— Your assignment —
Copy exactly, please, the lines of the data from its start through the line containing "[locate] illuminated shop".
-------- Material for the task --------
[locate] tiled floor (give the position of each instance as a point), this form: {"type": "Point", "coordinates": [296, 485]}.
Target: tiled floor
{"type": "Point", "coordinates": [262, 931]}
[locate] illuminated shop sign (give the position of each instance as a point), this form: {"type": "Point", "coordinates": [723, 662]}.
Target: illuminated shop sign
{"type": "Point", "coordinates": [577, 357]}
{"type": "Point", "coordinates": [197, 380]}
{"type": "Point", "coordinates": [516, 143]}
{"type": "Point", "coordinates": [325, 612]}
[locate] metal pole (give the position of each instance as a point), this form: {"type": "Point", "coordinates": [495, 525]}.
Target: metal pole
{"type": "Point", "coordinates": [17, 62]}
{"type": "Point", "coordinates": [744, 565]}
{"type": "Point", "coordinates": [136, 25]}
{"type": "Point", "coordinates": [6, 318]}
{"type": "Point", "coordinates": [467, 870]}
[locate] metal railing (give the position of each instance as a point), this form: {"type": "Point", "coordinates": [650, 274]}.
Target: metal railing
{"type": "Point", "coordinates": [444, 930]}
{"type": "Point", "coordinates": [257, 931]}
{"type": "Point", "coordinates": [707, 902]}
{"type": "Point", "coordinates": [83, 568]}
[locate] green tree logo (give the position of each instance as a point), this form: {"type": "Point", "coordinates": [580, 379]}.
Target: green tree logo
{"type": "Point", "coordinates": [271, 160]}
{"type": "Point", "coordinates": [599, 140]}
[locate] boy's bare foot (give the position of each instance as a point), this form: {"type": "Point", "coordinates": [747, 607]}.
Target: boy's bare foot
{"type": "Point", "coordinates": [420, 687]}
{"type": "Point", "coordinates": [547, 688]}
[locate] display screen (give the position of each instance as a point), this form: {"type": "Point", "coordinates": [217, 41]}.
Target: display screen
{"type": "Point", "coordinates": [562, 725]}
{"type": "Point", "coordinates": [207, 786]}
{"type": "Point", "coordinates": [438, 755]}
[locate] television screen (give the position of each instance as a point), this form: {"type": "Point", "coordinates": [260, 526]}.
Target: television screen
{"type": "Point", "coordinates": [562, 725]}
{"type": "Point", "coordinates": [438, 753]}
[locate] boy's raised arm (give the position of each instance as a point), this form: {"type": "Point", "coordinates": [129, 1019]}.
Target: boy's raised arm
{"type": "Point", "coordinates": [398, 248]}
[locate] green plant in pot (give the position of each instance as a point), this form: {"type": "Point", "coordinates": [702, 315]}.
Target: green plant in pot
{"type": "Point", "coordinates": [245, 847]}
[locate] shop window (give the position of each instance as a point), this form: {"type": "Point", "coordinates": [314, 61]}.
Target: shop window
--------
— Your solution —
[locate] tiled floor (give the position of each instance as a point), this form: {"type": "Point", "coordinates": [296, 485]}.
Target: tiled floor
{"type": "Point", "coordinates": [262, 931]}
[locate] illuminated shop sign (give the position of each instance as a point), this form: {"type": "Point", "coordinates": [723, 662]}.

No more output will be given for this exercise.